━━━ RECORDS SUPPLIED

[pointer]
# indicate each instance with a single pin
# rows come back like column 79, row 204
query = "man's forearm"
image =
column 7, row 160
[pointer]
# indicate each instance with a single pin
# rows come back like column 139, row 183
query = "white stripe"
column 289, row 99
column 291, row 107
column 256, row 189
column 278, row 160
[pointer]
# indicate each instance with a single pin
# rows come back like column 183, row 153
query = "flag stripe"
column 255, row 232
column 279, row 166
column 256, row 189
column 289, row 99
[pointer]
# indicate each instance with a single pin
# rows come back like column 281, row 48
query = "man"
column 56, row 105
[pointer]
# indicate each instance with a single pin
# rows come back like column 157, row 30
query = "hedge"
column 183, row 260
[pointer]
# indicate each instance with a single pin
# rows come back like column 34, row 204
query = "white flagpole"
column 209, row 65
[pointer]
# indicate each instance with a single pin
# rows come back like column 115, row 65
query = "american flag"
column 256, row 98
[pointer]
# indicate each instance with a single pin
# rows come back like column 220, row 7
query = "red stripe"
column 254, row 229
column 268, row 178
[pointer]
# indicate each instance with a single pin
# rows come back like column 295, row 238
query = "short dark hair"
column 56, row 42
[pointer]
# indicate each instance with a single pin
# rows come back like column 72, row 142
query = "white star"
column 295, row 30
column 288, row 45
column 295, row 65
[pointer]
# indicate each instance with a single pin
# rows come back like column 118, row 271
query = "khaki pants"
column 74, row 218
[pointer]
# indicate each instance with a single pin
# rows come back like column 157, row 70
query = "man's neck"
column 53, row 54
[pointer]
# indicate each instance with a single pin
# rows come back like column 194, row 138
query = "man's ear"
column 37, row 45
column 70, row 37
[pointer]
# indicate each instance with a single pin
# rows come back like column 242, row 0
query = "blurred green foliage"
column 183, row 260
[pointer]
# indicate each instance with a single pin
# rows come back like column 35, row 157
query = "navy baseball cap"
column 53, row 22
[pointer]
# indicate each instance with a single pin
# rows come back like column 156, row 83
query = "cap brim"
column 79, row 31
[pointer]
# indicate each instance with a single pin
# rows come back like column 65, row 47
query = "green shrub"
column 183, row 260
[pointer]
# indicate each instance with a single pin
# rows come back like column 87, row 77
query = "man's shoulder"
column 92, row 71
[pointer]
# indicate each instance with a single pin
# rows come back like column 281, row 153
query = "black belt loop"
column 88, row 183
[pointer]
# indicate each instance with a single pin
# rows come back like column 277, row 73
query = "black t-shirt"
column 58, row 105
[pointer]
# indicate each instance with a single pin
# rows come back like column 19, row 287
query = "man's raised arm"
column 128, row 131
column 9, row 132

━━━━━━

GIVEN TASK: Copy the material exactly, from its first line through the line holding "column 7, row 160", with both of those lines included.

WORKED SOLUTION:
[pointer]
# indicate each instance with a single pin
# rows come back like column 79, row 204
query = "man's forearm"
image =
column 7, row 160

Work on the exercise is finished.